** Object location data **
# # # # #

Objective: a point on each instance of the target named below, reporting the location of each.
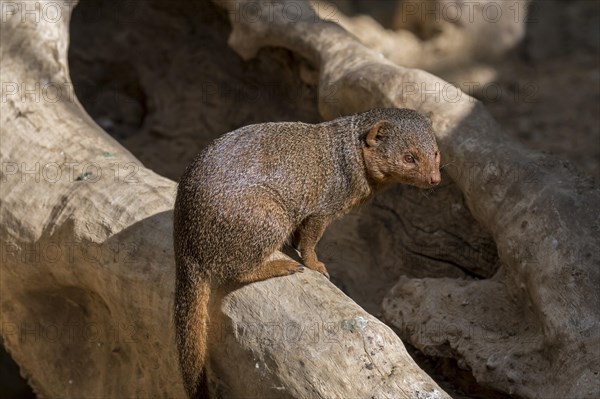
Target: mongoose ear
(375, 134)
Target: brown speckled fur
(253, 188)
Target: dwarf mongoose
(254, 188)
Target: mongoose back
(254, 188)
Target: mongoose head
(401, 148)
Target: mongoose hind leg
(307, 236)
(270, 269)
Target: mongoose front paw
(298, 269)
(317, 266)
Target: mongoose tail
(191, 322)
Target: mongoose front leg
(308, 235)
(270, 269)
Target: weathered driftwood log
(532, 328)
(87, 265)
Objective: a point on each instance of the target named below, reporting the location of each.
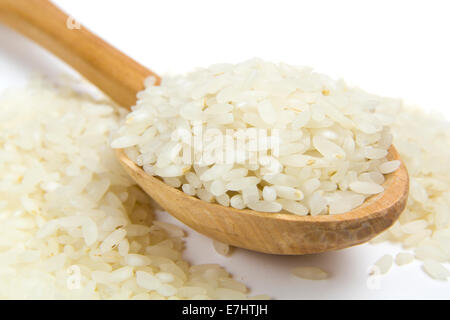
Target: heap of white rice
(423, 229)
(72, 224)
(323, 149)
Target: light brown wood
(121, 78)
(117, 75)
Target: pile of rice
(72, 224)
(423, 229)
(318, 145)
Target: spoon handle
(117, 75)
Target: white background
(393, 48)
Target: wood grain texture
(280, 233)
(117, 75)
(121, 78)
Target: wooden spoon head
(280, 233)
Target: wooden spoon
(121, 78)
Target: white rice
(423, 141)
(331, 148)
(384, 264)
(310, 273)
(73, 225)
(404, 258)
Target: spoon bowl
(122, 78)
(280, 233)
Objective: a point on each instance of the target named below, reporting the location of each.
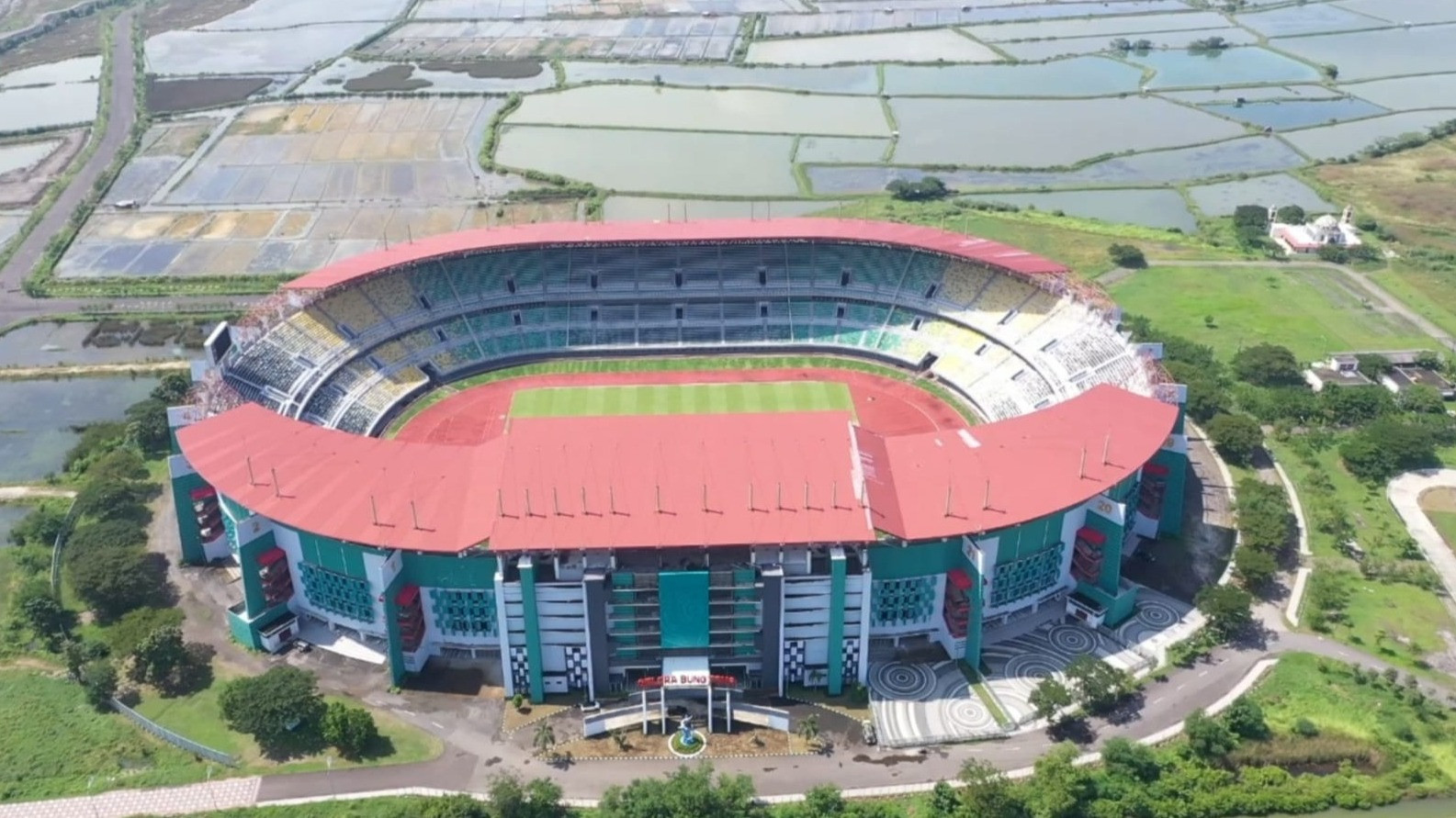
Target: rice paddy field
(386, 119)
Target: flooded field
(354, 76)
(839, 79)
(335, 151)
(897, 47)
(1277, 189)
(1082, 76)
(1284, 116)
(47, 106)
(1337, 141)
(1371, 54)
(37, 420)
(649, 208)
(1159, 208)
(1015, 133)
(62, 343)
(641, 39)
(1248, 154)
(24, 176)
(290, 50)
(670, 162)
(1234, 66)
(694, 109)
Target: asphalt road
(119, 127)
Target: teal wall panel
(683, 609)
(836, 624)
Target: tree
(1291, 214)
(1207, 738)
(99, 680)
(1130, 760)
(808, 728)
(988, 793)
(159, 656)
(689, 792)
(1048, 699)
(925, 189)
(1060, 786)
(41, 526)
(271, 705)
(147, 425)
(1098, 684)
(1127, 256)
(1236, 437)
(943, 800)
(456, 805)
(823, 801)
(1245, 718)
(1423, 400)
(1256, 566)
(1353, 405)
(1267, 364)
(539, 798)
(114, 499)
(116, 581)
(1229, 609)
(545, 738)
(47, 618)
(350, 730)
(172, 389)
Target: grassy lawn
(73, 747)
(680, 399)
(1079, 243)
(1393, 607)
(198, 718)
(1311, 312)
(1299, 689)
(672, 364)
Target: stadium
(599, 457)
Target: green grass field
(682, 399)
(1312, 312)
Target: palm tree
(545, 738)
(808, 728)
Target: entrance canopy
(686, 671)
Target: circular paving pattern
(1157, 613)
(967, 716)
(901, 681)
(1072, 639)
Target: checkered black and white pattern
(794, 659)
(520, 668)
(577, 671)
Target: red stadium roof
(940, 484)
(525, 236)
(641, 480)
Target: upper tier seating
(358, 350)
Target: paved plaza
(923, 703)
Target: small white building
(1311, 236)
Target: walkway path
(1405, 495)
(122, 116)
(1382, 296)
(12, 494)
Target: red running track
(883, 405)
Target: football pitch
(682, 399)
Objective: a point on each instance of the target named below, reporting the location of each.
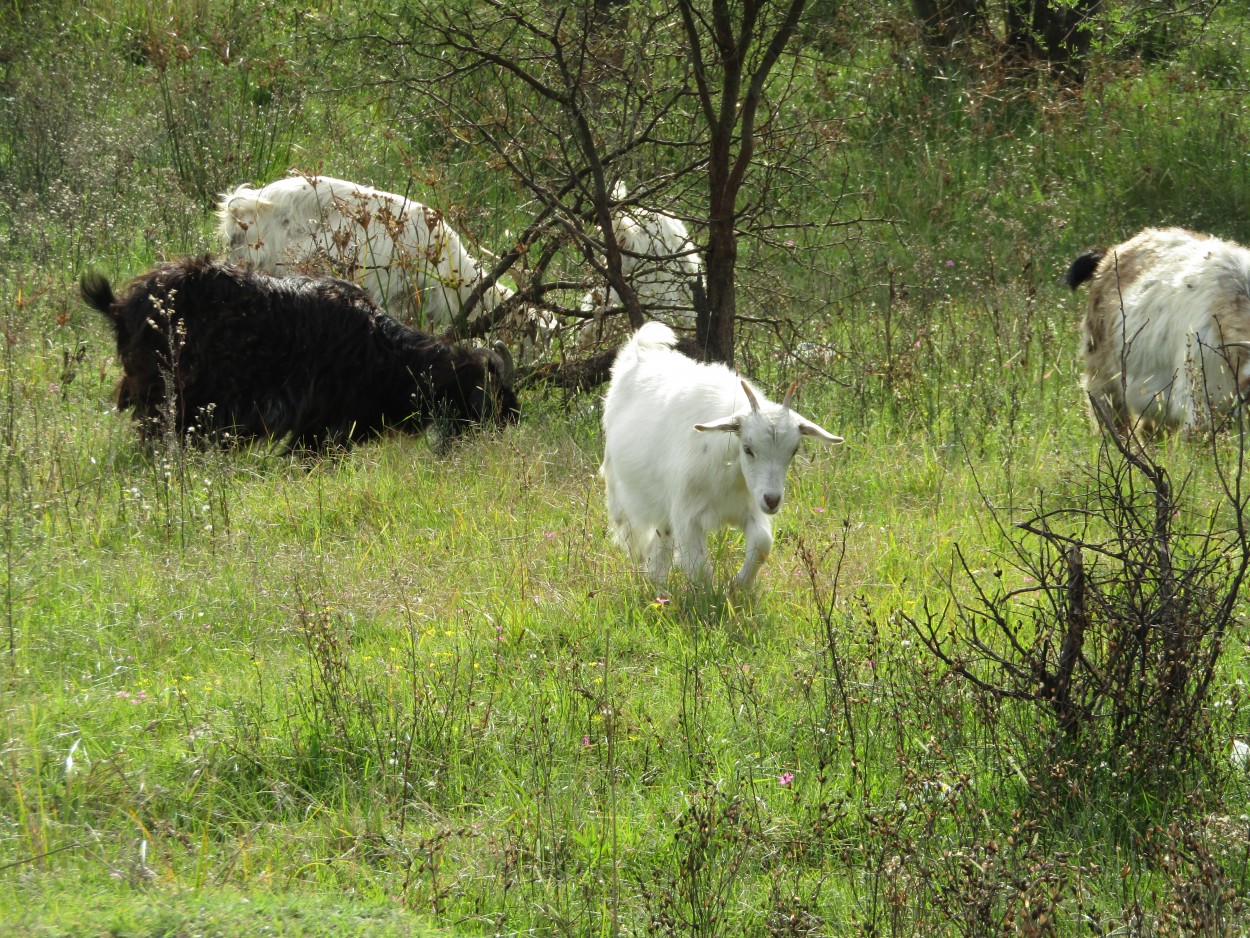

# # # # #

** Set task **
Please return all of the data above word for word, leaving out the pictures.

** Solution to the exercise **
Objective: a point on each instance of the target named below, reporting the location of each.
Target: mongoose ear
(375, 134)
Target: brown speckled fur
(253, 188)
Target: dwarf mongoose
(254, 188)
Target: mongoose back
(254, 188)
Target: mongoose head
(401, 148)
Target: mongoose hind leg
(307, 236)
(270, 269)
Target: mongoose front paw
(298, 269)
(317, 266)
Target: mongoose tail
(191, 322)
Target: mongoose front leg
(308, 235)
(270, 269)
Target: weathered driftwood log
(532, 328)
(87, 265)
Objective: a point on each instance of the target named below, reporting the location of each.
Target: heap of white rice
(423, 229)
(72, 224)
(323, 149)
Target: light brown wood
(121, 78)
(117, 75)
Target: pile of rice
(72, 224)
(423, 229)
(318, 145)
Target: spoon handle
(117, 75)
Target: white background
(393, 48)
Target: wood grain texture
(280, 233)
(117, 75)
(121, 78)
Target: wooden spoon head
(280, 233)
Target: wooden spoon
(121, 78)
Target: white rice
(423, 141)
(331, 148)
(384, 264)
(310, 273)
(73, 225)
(404, 258)
Target: spoon bowl
(122, 78)
(280, 233)
Objective: a point on each instance of the target named below, reporting the location of each.
Target: rice paddy field
(386, 119)
Target: flooded field
(354, 76)
(839, 79)
(335, 151)
(897, 47)
(1277, 189)
(1082, 76)
(1284, 116)
(47, 106)
(1337, 141)
(1371, 54)
(37, 420)
(649, 208)
(1159, 208)
(1015, 133)
(62, 343)
(641, 39)
(1248, 154)
(24, 176)
(290, 50)
(670, 162)
(1234, 66)
(694, 109)
Target: asphalt road
(119, 127)
Target: teal wall panel
(683, 609)
(836, 624)
Target: tree
(1291, 214)
(1207, 738)
(99, 680)
(1130, 760)
(808, 728)
(988, 793)
(159, 656)
(689, 792)
(1048, 699)
(925, 189)
(1060, 786)
(41, 526)
(271, 705)
(147, 425)
(1098, 684)
(1127, 256)
(1236, 437)
(943, 800)
(456, 805)
(823, 801)
(1245, 718)
(1423, 400)
(1256, 566)
(1353, 405)
(1267, 364)
(539, 798)
(114, 499)
(116, 581)
(1229, 609)
(545, 738)
(47, 618)
(350, 730)
(172, 389)
Target: grassy lawn
(73, 747)
(680, 399)
(1079, 243)
(1393, 607)
(198, 718)
(1311, 312)
(1299, 689)
(672, 364)
Target: stadium
(599, 457)
Target: green grass field
(682, 399)
(1312, 312)
Target: palm tree
(545, 738)
(808, 728)
Target: entrance canopy
(686, 671)
Target: circular paving pattern
(1157, 613)
(967, 716)
(901, 681)
(1072, 639)
Target: checkered black and white pattern
(794, 659)
(520, 668)
(577, 671)
Target: red stadium roof
(940, 484)
(525, 236)
(641, 480)
Target: upper tier seating
(358, 350)
Target: paved plaza
(923, 703)
Target: small white building
(1311, 236)
Target: walkway path
(1405, 495)
(122, 116)
(1382, 296)
(12, 494)
Target: red running track
(883, 405)
Target: football pitch
(682, 399)
Objective: a point on each instance of the target named below, reporting the location of each.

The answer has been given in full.